#### Material provided
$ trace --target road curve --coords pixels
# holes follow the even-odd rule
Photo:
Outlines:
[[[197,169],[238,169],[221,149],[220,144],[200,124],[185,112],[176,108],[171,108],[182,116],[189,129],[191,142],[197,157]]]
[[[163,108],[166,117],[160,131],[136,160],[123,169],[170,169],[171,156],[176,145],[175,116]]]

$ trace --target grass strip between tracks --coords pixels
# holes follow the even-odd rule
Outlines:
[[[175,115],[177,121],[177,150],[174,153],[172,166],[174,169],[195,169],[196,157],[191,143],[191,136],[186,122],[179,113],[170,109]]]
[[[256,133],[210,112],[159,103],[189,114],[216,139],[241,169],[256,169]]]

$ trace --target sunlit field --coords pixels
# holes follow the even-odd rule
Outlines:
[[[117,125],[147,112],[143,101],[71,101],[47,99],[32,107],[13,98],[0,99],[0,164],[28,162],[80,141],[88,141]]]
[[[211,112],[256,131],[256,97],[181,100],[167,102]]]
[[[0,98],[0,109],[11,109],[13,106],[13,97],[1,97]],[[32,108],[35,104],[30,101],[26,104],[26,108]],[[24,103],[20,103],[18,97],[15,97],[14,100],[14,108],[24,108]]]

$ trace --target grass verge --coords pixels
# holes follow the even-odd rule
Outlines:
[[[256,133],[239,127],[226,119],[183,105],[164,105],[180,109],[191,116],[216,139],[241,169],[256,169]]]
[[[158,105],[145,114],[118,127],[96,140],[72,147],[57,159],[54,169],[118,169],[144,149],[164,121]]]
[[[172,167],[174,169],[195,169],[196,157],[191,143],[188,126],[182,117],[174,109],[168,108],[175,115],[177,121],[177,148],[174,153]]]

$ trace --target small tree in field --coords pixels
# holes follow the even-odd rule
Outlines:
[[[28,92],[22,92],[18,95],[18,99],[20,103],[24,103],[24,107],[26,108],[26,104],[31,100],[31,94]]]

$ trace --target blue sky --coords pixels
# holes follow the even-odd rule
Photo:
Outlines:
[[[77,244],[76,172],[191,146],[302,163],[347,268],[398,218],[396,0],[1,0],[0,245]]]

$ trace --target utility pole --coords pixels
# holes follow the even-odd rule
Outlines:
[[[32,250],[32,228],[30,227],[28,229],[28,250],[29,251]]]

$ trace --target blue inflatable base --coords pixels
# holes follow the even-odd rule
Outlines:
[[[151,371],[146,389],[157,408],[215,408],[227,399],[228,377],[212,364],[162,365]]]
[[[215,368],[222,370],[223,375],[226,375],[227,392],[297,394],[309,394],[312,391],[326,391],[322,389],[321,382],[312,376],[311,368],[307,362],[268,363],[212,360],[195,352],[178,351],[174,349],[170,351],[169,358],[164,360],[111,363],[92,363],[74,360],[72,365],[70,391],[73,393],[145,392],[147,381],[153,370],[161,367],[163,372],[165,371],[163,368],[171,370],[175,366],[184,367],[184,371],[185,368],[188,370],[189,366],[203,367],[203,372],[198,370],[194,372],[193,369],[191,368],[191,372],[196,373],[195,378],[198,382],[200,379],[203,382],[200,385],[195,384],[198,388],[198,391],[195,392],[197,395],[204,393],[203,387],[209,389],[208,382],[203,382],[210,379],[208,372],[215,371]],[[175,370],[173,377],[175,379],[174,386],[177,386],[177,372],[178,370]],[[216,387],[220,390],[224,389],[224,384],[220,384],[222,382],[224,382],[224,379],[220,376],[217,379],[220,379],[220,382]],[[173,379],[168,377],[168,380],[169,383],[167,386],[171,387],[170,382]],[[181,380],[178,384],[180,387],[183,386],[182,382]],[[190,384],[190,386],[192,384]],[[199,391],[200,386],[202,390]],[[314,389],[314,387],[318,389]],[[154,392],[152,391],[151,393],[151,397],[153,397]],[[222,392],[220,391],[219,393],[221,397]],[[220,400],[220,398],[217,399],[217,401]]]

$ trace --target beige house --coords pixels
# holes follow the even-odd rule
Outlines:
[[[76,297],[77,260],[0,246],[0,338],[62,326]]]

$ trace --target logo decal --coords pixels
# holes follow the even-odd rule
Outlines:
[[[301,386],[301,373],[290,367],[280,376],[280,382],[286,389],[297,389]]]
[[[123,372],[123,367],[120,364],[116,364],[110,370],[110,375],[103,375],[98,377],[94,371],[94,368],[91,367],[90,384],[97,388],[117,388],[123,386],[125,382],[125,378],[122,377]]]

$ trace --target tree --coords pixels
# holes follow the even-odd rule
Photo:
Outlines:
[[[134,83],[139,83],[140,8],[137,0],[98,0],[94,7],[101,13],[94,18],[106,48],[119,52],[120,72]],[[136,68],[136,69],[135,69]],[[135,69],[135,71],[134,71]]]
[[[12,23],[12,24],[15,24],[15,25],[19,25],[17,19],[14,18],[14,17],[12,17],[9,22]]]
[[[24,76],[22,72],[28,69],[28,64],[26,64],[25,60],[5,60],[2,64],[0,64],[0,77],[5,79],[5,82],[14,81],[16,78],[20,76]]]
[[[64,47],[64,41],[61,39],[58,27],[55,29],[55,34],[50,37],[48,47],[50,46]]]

#### Exercise requirements
Copy every line of the records above verbatim, from the first line to the last, changing no character.

#### Expected answer
$ trace --target road curve --coords pixels
# holes follow the even-odd rule
Photo:
Outlines:
[[[197,169],[238,169],[221,149],[220,144],[200,124],[185,112],[176,108],[171,108],[182,116],[189,129],[191,142],[197,157]]]
[[[163,108],[166,117],[160,131],[136,160],[123,169],[170,169],[171,156],[176,145],[175,116]]]

$ trace --target grass strip between tracks --coords pixels
# holes follow the even-odd rule
Outlines:
[[[175,115],[177,121],[177,150],[174,153],[172,166],[174,169],[195,169],[196,157],[191,143],[191,136],[186,122],[179,113],[170,109]]]
[[[256,133],[210,112],[159,103],[189,114],[216,139],[241,169],[256,169]]]

$ trace --target sunlit field --coords pixels
# holes follow the even-odd rule
Outlines:
[[[117,125],[147,112],[143,101],[71,101],[47,99],[32,107],[13,98],[0,99],[0,164],[28,162],[80,141],[88,141]]]
[[[211,112],[256,131],[256,97],[181,100],[167,102]]]
[[[0,98],[0,109],[11,109],[13,106],[13,97],[1,97]],[[32,108],[35,104],[30,101],[26,104],[26,108]],[[24,103],[20,103],[18,97],[15,97],[14,100],[14,108],[24,108]]]

$ trace --target grass verge --coords pixels
# holes follow the even-odd rule
Outlines:
[[[256,133],[239,127],[226,119],[183,105],[164,105],[180,109],[191,116],[216,139],[241,169],[256,169]]]
[[[158,105],[145,114],[118,127],[96,140],[72,147],[57,159],[54,169],[118,169],[144,149],[164,121]]]
[[[172,167],[174,169],[195,169],[196,157],[191,143],[188,126],[182,117],[174,109],[168,108],[175,115],[177,121],[177,148],[174,153]]]

$ trace --target small tree in field --coords pixels
# holes follow the even-odd rule
Outlines:
[[[28,92],[22,92],[18,95],[18,99],[20,103],[24,103],[24,107],[26,108],[26,104],[31,100],[31,94]]]

$ trace --target blue sky --coords pixels
# holes follow the even-odd rule
Photo:
Outlines:
[[[77,244],[76,172],[191,146],[302,163],[347,268],[398,218],[396,0],[1,0],[0,245]]]

$ trace --target utility pole --coords pixels
# holes follow the even-odd rule
Outlines:
[[[32,250],[32,228],[30,227],[28,229],[28,250],[29,251]]]

$ trace --target blue inflatable base --coords pixels
# holes follow the even-odd rule
Outlines:
[[[151,371],[146,389],[157,408],[215,408],[227,399],[228,377],[212,364],[162,365]]]
[[[215,368],[222,370],[223,375],[226,375],[227,392],[297,394],[309,394],[312,391],[326,391],[322,389],[321,382],[312,376],[311,368],[307,362],[268,363],[212,360],[195,352],[178,351],[174,349],[170,351],[169,358],[164,360],[111,363],[92,363],[74,360],[72,365],[70,391],[73,393],[145,392],[147,381],[153,370],[161,367],[163,372],[165,371],[163,368],[171,370],[175,366],[184,367],[184,371],[185,368],[188,370],[189,366],[203,367],[203,372],[198,370],[194,372],[193,369],[191,368],[191,372],[196,373],[195,378],[198,382],[200,379],[203,382],[200,385],[195,384],[198,388],[198,391],[195,392],[197,395],[204,393],[203,387],[209,389],[208,382],[203,382],[210,379],[208,372],[215,371]],[[175,370],[173,377],[175,379],[174,386],[177,386],[177,372],[178,370]],[[216,387],[220,390],[224,389],[224,384],[220,384],[222,382],[224,382],[224,379],[220,376],[217,379],[220,379],[220,382]],[[173,379],[168,377],[168,380],[169,383],[167,386],[171,387],[170,382]],[[181,380],[178,384],[180,387],[183,386],[182,382]],[[190,384],[190,386],[192,384]],[[199,391],[200,386],[202,390]],[[314,389],[314,387],[318,389]],[[154,392],[152,391],[151,393],[151,397],[153,397]],[[222,392],[220,391],[219,393],[221,397]],[[220,400],[220,398],[217,399],[217,401]]]

$ trace --target beige house --coords pixels
# holes follow the even-odd rule
Outlines:
[[[76,297],[77,260],[0,246],[0,338],[62,326]]]

$ trace --target logo decal --coords pixels
# holes follow the even-odd rule
Outlines:
[[[301,386],[301,373],[290,367],[280,376],[280,382],[286,389],[297,389]]]
[[[123,372],[123,367],[120,364],[116,364],[110,370],[110,375],[103,375],[98,377],[94,371],[94,368],[91,367],[90,384],[97,388],[117,388],[123,386],[125,382],[125,378],[122,377]]]

$ trace --target tree --coords pixels
# holes follow the even-odd rule
Photo:
Outlines:
[[[134,83],[139,83],[140,8],[137,0],[98,0],[94,7],[101,13],[94,18],[106,48],[119,52],[120,72]],[[136,68],[136,69],[135,69]],[[135,69],[135,71],[134,71]]]
[[[12,23],[12,24],[15,24],[15,25],[19,25],[17,19],[14,18],[14,17],[12,17],[9,22]]]
[[[24,76],[22,72],[28,69],[28,64],[26,64],[25,60],[5,60],[2,64],[0,64],[0,77],[5,79],[5,82],[14,81],[16,78],[20,76]]]
[[[64,47],[64,41],[61,39],[58,27],[55,29],[55,34],[50,37],[48,47],[50,46]]]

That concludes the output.